WORK TO BE COMPLETED: Copy exactly the last part of the listing below, beginning at the line that contains "red leaf with" and including the final line.

THE INPUT:
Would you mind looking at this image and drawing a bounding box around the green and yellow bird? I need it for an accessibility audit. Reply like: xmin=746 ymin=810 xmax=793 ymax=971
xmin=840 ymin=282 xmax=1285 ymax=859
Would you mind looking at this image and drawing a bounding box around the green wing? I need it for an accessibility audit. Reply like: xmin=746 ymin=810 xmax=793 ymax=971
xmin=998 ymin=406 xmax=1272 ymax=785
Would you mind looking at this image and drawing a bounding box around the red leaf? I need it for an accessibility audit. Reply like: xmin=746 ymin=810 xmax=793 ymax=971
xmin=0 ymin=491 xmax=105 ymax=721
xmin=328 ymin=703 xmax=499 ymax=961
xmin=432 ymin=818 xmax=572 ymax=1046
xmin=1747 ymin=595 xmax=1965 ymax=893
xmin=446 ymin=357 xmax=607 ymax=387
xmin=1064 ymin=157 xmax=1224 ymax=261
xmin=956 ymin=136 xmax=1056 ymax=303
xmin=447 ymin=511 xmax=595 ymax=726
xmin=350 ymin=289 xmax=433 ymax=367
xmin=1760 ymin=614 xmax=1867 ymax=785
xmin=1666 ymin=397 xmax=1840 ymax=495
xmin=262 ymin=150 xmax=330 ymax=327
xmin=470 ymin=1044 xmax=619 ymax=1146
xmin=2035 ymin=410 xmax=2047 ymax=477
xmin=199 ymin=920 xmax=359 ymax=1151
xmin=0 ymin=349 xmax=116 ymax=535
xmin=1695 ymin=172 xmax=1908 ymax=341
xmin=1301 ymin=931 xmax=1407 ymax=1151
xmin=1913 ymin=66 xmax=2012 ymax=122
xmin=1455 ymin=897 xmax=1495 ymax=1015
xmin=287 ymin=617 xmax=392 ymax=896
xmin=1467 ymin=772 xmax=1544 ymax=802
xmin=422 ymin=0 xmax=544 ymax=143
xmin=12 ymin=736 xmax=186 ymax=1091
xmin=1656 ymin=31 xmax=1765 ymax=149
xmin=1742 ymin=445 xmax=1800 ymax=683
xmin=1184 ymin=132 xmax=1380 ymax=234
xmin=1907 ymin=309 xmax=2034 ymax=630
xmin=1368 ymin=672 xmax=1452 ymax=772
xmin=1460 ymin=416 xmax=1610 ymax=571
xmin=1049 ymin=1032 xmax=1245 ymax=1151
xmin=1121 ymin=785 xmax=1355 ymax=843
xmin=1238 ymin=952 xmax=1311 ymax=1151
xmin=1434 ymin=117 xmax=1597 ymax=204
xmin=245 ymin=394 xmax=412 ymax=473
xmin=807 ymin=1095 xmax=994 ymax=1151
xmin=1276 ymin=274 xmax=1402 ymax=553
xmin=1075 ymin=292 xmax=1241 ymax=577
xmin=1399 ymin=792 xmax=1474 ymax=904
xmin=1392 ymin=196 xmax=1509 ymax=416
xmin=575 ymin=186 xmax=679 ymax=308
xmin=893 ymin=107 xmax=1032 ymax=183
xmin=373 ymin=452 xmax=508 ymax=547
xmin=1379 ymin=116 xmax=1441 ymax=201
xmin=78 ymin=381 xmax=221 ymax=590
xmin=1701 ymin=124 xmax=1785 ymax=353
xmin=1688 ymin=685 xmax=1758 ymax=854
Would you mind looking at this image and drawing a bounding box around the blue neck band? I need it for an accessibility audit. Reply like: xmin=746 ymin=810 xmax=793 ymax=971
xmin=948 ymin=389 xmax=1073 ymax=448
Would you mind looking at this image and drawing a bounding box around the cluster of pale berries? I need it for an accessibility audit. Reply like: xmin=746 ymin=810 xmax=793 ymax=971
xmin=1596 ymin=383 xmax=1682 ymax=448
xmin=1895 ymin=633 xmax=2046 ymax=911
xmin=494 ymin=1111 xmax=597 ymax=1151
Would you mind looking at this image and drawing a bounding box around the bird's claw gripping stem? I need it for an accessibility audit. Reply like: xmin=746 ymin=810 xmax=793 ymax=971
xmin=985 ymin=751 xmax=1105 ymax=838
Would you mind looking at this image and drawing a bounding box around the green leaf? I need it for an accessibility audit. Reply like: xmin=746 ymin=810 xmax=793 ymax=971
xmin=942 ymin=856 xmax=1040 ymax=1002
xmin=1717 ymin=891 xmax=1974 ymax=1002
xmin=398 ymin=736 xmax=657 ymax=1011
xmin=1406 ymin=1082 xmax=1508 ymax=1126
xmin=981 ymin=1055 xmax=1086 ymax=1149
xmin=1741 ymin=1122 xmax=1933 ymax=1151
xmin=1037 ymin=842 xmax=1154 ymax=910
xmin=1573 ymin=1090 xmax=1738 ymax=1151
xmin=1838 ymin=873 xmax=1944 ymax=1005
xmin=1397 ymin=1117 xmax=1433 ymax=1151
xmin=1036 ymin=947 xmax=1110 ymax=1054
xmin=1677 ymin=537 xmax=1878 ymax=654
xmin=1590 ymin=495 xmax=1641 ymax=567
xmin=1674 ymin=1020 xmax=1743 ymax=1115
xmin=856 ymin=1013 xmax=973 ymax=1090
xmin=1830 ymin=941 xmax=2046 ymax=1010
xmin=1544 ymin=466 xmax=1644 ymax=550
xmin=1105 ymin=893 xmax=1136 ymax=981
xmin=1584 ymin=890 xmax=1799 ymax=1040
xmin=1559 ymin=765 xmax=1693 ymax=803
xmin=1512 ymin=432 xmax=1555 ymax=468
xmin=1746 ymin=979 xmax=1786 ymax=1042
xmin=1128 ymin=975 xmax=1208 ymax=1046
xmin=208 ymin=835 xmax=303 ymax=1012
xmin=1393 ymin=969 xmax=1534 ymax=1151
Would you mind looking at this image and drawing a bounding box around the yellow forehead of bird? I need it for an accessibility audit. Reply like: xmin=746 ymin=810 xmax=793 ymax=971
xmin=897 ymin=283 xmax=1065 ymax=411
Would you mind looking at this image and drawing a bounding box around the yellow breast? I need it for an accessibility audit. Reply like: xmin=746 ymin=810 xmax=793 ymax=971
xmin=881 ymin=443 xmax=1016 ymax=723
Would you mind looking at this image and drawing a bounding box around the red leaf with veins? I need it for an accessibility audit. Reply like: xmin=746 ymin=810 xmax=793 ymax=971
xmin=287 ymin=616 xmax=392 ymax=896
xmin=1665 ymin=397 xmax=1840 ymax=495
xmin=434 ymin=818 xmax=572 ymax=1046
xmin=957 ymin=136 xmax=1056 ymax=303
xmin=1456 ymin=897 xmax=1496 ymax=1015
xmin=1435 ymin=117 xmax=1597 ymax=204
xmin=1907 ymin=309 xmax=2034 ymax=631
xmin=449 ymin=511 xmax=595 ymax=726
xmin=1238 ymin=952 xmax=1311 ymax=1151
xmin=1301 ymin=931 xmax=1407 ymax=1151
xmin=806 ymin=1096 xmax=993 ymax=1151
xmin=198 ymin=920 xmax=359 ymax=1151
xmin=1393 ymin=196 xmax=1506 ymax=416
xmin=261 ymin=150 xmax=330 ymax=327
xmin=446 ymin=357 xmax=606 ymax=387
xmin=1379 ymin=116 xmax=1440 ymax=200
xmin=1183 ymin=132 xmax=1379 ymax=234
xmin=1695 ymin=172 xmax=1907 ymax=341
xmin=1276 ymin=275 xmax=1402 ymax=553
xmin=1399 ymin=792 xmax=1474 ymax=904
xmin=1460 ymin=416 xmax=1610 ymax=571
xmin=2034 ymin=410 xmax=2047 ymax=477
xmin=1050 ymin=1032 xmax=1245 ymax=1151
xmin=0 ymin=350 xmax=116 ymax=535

SOLUTION TO THE EXERCISE:
Would you mind looking at this image and drawing a bounding box around the red leaf with veins? I need it for an accessibility audit. Reply like: xmin=746 ymin=810 xmax=793 ymax=971
xmin=287 ymin=616 xmax=392 ymax=896
xmin=1665 ymin=397 xmax=1840 ymax=495
xmin=434 ymin=818 xmax=572 ymax=1046
xmin=957 ymin=136 xmax=1056 ymax=303
xmin=1456 ymin=897 xmax=1496 ymax=1015
xmin=1435 ymin=117 xmax=1597 ymax=204
xmin=1907 ymin=309 xmax=2034 ymax=631
xmin=449 ymin=511 xmax=595 ymax=726
xmin=1238 ymin=952 xmax=1311 ymax=1151
xmin=1301 ymin=931 xmax=1407 ymax=1151
xmin=806 ymin=1096 xmax=993 ymax=1151
xmin=198 ymin=920 xmax=359 ymax=1151
xmin=1393 ymin=196 xmax=1506 ymax=416
xmin=261 ymin=150 xmax=330 ymax=327
xmin=446 ymin=357 xmax=606 ymax=387
xmin=1379 ymin=116 xmax=1440 ymax=200
xmin=1183 ymin=132 xmax=1379 ymax=234
xmin=1695 ymin=172 xmax=1907 ymax=341
xmin=1276 ymin=275 xmax=1402 ymax=553
xmin=1399 ymin=792 xmax=1474 ymax=904
xmin=1460 ymin=416 xmax=1610 ymax=571
xmin=2034 ymin=410 xmax=2047 ymax=477
xmin=1050 ymin=1032 xmax=1245 ymax=1151
xmin=0 ymin=350 xmax=116 ymax=535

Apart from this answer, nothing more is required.